- **Aufgabenbeschreibung**: Ziehe aus dem Material jede Zeile heraus, in der die Zeichenfolge „ceiling“ vorkommt. Groß- und Kleinschreibung ist dabei zu beachten.

- **Material zur Aufgabe**:
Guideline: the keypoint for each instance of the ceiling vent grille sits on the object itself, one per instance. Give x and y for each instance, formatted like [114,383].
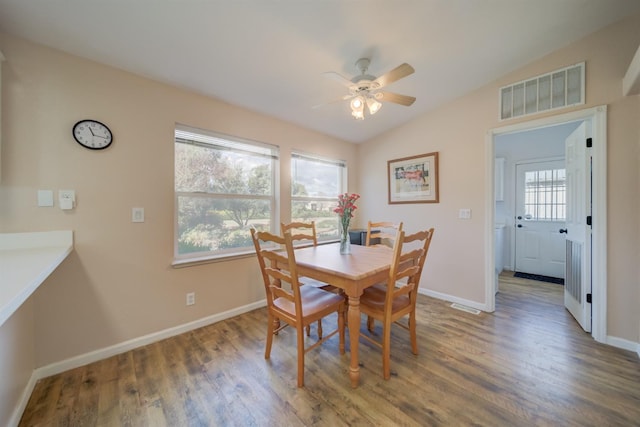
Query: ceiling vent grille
[558,89]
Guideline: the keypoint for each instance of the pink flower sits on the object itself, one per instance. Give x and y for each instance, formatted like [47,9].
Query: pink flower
[345,208]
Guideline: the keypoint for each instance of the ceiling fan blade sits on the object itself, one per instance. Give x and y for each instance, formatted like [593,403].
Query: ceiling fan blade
[339,78]
[342,98]
[397,73]
[396,98]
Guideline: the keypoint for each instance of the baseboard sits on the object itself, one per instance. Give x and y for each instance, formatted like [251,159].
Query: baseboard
[22,403]
[450,298]
[624,344]
[94,356]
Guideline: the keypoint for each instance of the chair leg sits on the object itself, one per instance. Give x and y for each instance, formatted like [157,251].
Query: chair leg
[386,349]
[300,338]
[342,314]
[370,323]
[412,332]
[270,328]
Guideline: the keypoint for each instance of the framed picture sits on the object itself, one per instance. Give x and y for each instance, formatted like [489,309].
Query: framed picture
[413,179]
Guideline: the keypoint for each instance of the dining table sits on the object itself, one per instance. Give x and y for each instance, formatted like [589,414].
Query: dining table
[363,267]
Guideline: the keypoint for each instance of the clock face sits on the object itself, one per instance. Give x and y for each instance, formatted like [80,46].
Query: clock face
[92,134]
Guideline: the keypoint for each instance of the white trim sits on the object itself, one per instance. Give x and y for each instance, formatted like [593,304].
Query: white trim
[631,79]
[598,118]
[16,416]
[451,298]
[103,353]
[623,344]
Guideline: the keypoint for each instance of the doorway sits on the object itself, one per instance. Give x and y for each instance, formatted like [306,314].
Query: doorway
[596,117]
[540,213]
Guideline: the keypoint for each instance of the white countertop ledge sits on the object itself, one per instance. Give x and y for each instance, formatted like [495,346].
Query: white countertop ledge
[26,260]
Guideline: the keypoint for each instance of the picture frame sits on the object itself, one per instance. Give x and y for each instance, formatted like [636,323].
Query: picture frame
[413,179]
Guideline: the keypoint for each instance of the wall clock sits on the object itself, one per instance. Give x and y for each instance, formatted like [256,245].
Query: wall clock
[92,134]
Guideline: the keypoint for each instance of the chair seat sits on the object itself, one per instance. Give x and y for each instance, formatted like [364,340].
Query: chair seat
[314,301]
[374,298]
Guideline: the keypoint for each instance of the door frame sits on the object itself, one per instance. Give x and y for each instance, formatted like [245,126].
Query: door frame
[597,116]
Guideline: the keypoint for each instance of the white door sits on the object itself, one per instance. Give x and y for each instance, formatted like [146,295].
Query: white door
[578,232]
[540,214]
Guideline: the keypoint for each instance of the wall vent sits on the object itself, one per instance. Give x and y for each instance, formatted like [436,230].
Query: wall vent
[558,89]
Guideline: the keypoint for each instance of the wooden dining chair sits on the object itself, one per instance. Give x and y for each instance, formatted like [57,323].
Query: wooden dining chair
[298,306]
[304,234]
[383,232]
[398,299]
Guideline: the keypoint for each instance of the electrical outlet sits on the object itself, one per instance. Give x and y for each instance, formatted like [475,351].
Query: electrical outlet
[191,298]
[137,214]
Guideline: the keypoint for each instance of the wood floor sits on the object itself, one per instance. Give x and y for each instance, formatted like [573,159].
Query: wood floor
[527,364]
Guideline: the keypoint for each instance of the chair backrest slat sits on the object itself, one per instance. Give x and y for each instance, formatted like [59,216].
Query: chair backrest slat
[279,269]
[407,264]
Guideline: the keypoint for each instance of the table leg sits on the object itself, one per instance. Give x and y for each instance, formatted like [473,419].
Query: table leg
[354,338]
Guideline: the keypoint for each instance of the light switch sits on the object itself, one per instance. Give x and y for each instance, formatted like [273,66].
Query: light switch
[67,199]
[137,214]
[45,197]
[464,214]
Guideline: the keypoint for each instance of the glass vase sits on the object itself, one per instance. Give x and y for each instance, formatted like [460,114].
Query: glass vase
[345,241]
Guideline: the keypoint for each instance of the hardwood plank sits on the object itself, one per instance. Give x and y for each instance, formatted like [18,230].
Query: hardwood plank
[527,364]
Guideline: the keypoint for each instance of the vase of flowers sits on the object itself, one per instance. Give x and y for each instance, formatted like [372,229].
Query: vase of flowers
[345,208]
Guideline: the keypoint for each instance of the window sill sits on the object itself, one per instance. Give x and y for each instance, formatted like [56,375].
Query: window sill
[190,262]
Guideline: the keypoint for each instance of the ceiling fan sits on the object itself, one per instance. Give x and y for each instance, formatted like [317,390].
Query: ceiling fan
[365,89]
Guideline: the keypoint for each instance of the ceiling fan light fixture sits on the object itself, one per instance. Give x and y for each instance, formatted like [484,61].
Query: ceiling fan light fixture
[373,105]
[357,104]
[357,108]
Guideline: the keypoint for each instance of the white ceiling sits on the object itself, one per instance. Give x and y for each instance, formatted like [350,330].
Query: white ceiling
[269,55]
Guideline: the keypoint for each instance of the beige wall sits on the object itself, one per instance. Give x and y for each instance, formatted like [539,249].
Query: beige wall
[458,130]
[16,359]
[118,284]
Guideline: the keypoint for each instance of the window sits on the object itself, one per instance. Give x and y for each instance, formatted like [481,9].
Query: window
[223,186]
[545,195]
[561,88]
[315,186]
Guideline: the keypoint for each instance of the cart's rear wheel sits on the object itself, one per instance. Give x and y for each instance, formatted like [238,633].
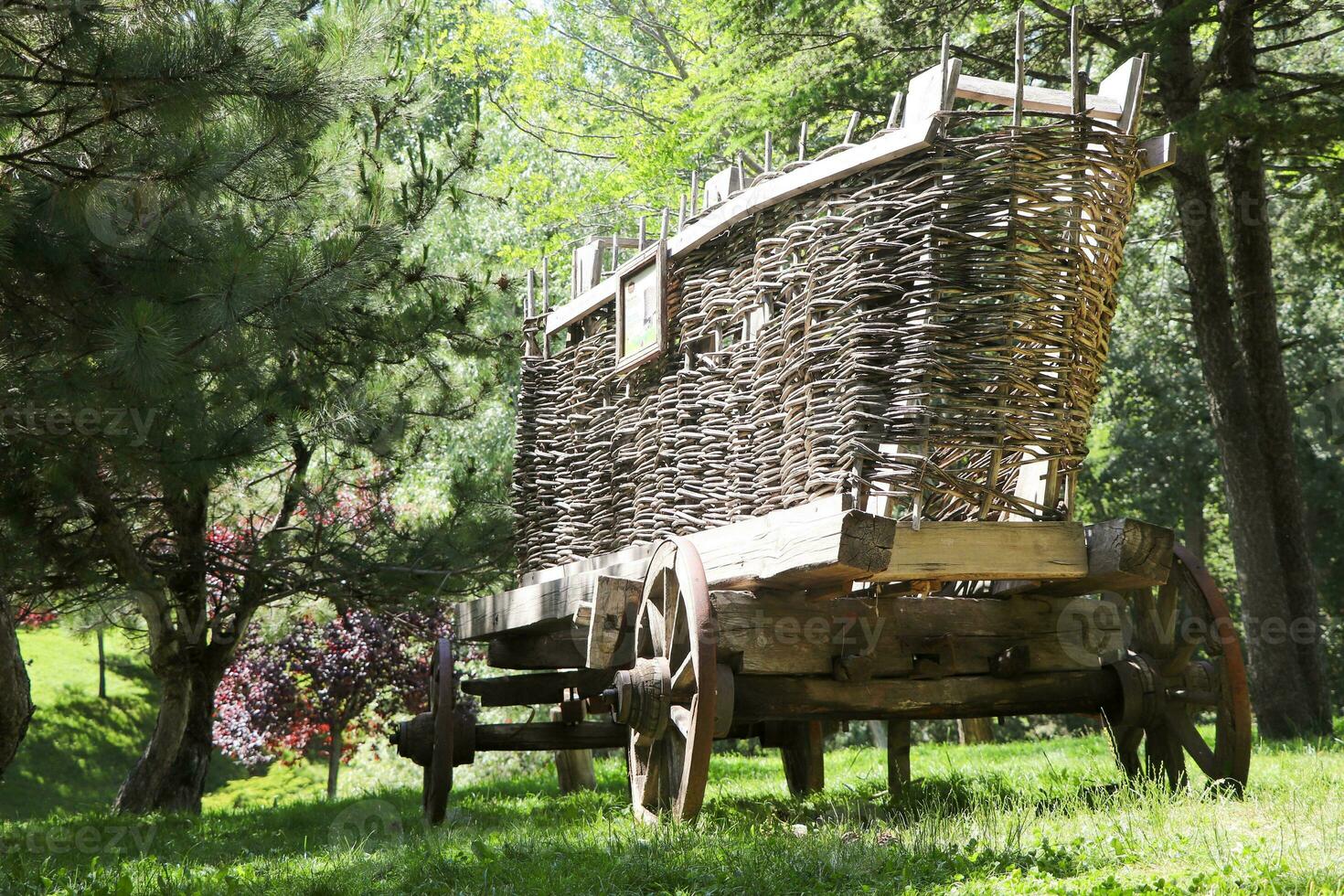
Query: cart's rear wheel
[443,706]
[1184,663]
[669,695]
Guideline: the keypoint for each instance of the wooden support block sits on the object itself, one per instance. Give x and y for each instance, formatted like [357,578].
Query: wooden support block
[572,767]
[535,689]
[795,699]
[898,755]
[549,650]
[975,551]
[975,731]
[1121,554]
[801,747]
[614,603]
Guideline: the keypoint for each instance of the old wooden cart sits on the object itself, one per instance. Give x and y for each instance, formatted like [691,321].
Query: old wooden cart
[812,457]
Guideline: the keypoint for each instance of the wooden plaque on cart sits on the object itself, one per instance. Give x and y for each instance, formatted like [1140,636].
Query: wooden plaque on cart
[641,312]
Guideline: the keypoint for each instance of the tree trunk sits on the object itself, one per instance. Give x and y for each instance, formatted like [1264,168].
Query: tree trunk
[102,669]
[1257,301]
[15,692]
[1192,523]
[171,774]
[1284,706]
[334,762]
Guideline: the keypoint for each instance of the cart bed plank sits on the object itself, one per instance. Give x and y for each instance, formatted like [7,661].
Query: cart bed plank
[815,546]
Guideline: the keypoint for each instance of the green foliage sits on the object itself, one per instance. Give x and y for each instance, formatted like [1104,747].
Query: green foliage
[220,211]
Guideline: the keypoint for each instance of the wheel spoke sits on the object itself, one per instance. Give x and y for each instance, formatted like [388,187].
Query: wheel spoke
[1167,610]
[1180,658]
[683,680]
[682,721]
[1147,627]
[657,630]
[672,613]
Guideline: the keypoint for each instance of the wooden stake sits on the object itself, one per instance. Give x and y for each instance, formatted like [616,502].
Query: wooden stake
[1075,76]
[1019,68]
[848,132]
[546,285]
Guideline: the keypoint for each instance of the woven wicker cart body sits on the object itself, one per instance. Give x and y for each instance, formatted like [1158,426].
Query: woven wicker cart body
[925,335]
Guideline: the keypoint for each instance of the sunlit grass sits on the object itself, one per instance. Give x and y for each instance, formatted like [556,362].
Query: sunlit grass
[1026,817]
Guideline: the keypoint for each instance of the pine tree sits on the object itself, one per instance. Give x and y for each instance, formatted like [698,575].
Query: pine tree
[218,323]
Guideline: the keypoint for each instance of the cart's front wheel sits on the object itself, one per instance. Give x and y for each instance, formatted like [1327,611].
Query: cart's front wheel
[671,693]
[443,706]
[1184,661]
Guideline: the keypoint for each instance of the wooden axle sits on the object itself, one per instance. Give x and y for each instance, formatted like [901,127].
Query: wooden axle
[784,698]
[552,735]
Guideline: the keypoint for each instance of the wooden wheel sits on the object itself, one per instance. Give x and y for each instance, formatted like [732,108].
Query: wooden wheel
[669,695]
[443,706]
[1184,661]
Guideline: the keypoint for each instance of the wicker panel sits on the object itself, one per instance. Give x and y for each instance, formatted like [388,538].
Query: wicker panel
[928,335]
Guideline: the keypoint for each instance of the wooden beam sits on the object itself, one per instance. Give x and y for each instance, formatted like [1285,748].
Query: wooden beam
[910,635]
[542,688]
[804,758]
[1156,154]
[552,735]
[572,767]
[1046,100]
[878,151]
[614,603]
[976,551]
[1121,554]
[763,698]
[549,650]
[817,543]
[816,546]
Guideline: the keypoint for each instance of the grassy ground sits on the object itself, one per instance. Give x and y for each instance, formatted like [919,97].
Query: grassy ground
[1024,818]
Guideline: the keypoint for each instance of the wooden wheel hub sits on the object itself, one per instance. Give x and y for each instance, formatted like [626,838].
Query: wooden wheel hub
[644,696]
[1184,664]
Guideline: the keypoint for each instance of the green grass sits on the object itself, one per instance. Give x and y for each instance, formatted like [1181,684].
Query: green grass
[80,749]
[1024,817]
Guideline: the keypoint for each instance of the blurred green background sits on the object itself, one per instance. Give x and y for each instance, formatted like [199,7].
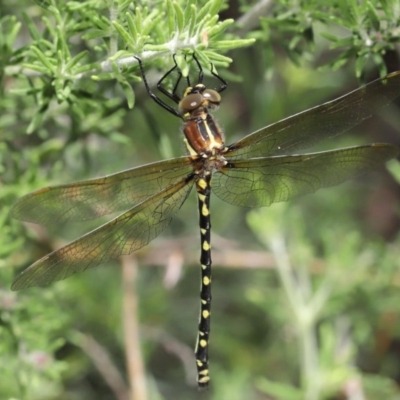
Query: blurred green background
[306,294]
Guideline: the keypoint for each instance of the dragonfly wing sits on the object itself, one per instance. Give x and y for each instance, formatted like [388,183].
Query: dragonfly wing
[260,182]
[306,129]
[93,198]
[122,235]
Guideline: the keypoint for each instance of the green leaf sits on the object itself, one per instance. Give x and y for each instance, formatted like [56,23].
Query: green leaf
[123,33]
[46,5]
[232,44]
[215,30]
[129,93]
[373,17]
[170,18]
[216,6]
[179,16]
[132,27]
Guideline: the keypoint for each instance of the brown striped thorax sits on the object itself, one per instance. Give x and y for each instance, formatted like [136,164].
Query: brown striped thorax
[203,136]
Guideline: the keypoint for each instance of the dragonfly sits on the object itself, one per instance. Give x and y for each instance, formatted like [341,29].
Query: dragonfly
[262,168]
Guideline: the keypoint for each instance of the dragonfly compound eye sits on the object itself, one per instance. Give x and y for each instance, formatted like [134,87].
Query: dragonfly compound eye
[191,102]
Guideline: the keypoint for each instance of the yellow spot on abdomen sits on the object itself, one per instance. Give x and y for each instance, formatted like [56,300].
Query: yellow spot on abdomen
[202,183]
[205,211]
[206,280]
[205,379]
[206,246]
[204,372]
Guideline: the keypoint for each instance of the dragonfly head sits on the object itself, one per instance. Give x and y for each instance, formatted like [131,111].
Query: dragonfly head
[199,97]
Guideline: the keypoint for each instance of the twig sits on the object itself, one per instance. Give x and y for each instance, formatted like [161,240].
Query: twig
[134,359]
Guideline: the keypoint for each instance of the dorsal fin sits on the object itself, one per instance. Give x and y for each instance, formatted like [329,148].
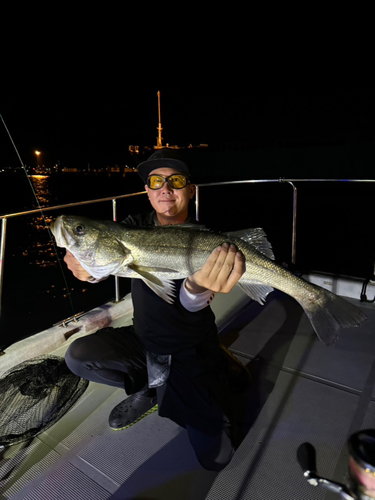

- **Vollständige Antwort**:
Guideline: the keypoint for each instance of the ceiling vent grille sits on the object itself, one per instance. Give x and y for each instance, formatted like [114,383].
Query: ceiling vent grille
Guideline: the keypoint for each instance of the ceiling fan blade sits on the object itself, one per instance. Give x and y for each instance, formatted like [593,403].
Query: ceiling fan blade
Guideline: the keypoint for each instance of the ceiling fan sits on the object itself, one per instance. Give x and y for each instance, formatted like [317,390].
Query: ceiling fan
Guideline: the keypoint for each instance of the ceiling fan light fixture sits on the object itself, one per instance. Give x and y for each instance, formatted like [484,61].
Query: ceiling fan light fixture
Guideline: the keypoint for each instance of the white ceiling sits on the object itself, one per instance. Give x and y for each instance, formatted like [350,330].
Query: white ceiling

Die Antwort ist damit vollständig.